__YOUR ASSIGNMENT__.
Look through the records below and collect all lines that hold the string "prompts".

↓↓↓

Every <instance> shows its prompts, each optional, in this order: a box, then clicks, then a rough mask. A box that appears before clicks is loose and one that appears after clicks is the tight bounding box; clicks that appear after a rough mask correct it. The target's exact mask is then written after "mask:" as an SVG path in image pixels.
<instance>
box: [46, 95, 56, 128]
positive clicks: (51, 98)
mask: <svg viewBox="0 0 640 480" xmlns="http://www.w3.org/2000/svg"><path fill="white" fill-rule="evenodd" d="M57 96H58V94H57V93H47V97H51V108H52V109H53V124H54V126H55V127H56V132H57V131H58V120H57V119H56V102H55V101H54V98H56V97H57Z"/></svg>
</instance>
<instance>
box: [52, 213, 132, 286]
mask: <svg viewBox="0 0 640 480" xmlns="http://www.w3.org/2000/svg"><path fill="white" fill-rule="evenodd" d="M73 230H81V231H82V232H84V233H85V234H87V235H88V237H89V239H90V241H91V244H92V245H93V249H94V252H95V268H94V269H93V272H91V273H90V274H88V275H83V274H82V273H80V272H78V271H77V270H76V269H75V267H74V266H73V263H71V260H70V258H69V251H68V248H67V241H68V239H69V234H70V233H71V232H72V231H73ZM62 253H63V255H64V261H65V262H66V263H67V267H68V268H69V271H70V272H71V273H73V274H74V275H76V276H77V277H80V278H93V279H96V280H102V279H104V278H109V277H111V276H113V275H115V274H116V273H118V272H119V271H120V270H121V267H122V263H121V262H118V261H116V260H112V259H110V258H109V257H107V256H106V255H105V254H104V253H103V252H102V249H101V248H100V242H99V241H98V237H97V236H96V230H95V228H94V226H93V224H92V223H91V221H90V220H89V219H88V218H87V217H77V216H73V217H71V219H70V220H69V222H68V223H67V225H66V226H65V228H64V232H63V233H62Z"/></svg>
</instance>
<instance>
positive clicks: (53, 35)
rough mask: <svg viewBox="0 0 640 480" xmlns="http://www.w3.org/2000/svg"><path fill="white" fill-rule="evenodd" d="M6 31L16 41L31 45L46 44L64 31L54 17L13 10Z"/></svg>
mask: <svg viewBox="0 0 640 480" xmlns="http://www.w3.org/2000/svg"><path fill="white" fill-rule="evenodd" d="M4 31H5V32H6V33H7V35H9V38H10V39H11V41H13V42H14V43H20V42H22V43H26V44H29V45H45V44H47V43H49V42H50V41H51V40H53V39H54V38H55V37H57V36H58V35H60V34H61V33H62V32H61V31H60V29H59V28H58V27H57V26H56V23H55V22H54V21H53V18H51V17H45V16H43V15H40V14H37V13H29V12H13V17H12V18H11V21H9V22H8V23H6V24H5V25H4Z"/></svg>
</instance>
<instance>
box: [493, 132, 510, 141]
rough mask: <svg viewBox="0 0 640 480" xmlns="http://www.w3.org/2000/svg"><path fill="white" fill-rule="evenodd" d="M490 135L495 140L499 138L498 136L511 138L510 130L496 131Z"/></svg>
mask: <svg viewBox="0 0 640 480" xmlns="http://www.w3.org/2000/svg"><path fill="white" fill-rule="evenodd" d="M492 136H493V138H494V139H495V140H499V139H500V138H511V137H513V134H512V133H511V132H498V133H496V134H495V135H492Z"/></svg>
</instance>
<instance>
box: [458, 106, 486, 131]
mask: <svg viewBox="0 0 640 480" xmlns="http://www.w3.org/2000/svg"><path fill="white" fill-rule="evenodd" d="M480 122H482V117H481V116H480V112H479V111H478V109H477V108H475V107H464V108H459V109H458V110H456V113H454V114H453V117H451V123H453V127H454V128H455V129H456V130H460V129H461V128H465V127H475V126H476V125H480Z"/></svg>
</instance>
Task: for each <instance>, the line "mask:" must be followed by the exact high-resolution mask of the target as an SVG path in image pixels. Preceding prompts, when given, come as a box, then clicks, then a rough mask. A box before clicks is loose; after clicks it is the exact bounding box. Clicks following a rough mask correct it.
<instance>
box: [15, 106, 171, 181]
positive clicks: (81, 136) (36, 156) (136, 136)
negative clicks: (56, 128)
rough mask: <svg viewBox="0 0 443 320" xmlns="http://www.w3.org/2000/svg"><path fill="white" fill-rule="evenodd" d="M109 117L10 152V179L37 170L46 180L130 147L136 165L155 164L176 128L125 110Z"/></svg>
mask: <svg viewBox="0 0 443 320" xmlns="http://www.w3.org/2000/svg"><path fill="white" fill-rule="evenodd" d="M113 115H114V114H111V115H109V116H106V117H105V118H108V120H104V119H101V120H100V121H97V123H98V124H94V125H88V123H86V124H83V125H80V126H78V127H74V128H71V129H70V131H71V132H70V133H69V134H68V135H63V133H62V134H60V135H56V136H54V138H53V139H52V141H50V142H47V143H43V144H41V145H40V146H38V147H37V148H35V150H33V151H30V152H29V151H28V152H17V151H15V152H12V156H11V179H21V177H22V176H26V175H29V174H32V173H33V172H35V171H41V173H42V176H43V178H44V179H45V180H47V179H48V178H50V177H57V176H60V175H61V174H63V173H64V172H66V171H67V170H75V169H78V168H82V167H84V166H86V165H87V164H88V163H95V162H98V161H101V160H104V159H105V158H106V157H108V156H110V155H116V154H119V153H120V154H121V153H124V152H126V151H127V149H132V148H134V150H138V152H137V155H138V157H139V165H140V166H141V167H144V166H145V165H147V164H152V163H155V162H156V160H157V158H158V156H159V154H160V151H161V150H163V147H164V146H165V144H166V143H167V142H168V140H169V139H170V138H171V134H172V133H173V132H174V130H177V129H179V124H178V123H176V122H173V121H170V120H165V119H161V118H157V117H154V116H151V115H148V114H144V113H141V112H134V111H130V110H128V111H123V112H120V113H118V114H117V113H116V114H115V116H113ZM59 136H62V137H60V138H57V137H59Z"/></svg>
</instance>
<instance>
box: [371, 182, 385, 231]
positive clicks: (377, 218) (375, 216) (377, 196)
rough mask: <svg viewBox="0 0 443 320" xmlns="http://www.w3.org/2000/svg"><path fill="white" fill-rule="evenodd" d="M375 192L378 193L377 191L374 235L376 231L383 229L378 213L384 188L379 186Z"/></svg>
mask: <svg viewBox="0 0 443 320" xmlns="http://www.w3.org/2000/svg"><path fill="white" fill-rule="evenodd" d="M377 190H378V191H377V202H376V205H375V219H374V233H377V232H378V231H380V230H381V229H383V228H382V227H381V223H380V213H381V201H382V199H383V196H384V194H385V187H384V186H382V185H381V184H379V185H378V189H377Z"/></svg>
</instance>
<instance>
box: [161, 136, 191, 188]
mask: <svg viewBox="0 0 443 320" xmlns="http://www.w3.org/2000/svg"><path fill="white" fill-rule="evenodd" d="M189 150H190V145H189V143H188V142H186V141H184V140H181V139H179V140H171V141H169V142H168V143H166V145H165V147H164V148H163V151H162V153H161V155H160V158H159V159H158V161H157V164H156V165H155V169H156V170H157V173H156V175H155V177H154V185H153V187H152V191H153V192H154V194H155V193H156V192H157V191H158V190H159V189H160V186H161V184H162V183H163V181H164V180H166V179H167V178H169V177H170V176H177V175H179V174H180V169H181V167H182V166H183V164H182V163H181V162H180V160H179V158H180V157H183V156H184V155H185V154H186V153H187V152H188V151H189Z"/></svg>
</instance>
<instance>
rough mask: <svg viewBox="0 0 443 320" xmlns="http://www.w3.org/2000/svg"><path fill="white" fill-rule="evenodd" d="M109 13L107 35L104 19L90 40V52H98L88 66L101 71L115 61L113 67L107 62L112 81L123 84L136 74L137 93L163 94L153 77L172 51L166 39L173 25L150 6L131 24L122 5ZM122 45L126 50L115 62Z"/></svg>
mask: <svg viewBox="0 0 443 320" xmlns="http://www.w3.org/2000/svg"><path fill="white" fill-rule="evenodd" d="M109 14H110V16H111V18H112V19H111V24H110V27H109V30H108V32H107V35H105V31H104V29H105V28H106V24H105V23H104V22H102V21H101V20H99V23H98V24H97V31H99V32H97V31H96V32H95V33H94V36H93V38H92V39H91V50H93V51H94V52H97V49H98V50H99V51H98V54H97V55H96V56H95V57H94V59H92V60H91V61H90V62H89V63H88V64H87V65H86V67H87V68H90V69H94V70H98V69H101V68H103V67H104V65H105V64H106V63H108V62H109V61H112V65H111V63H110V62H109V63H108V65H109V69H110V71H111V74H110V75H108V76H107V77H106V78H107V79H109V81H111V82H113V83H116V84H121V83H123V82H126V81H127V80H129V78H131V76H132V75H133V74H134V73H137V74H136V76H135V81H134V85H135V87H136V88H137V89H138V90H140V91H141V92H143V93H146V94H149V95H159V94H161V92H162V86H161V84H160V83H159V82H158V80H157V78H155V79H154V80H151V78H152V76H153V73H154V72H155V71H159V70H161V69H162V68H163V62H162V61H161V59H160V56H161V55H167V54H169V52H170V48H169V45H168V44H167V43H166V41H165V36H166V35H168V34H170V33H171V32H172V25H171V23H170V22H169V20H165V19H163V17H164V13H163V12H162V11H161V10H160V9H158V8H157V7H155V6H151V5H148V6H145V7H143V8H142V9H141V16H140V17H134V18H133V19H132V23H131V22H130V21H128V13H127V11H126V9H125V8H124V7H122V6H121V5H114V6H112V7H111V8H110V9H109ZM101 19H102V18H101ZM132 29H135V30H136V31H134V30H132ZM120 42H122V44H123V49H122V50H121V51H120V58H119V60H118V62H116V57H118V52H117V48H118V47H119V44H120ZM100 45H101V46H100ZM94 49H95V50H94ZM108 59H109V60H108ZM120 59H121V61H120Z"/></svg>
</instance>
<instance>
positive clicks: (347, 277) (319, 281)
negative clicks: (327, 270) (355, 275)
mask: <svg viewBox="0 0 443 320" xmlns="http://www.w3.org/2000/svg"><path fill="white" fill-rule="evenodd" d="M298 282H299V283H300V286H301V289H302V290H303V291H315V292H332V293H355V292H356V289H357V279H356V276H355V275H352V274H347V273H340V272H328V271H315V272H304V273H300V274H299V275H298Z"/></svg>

↑↑↑

__ANSWER FOR THE TASK__.
Every <instance> shows its prompts, each optional, in this order: a box, then clicks, then a rough mask. A box that appears before clicks is loose and one that appears after clicks is the tight bounding box; clicks that appear after a rough mask correct it. The target's exact mask is then written after "mask:" as an SVG path in image pixels.
Task: for each <instance>, the line "mask:" must be followed by the exact high-resolution mask of the target as an SVG path in image pixels. Preceding prompts, when given, come as a box, then clicks, then a rough mask. A box before clicks is loose; after clicks it is the exact bounding box. Clicks following a rough mask correct it.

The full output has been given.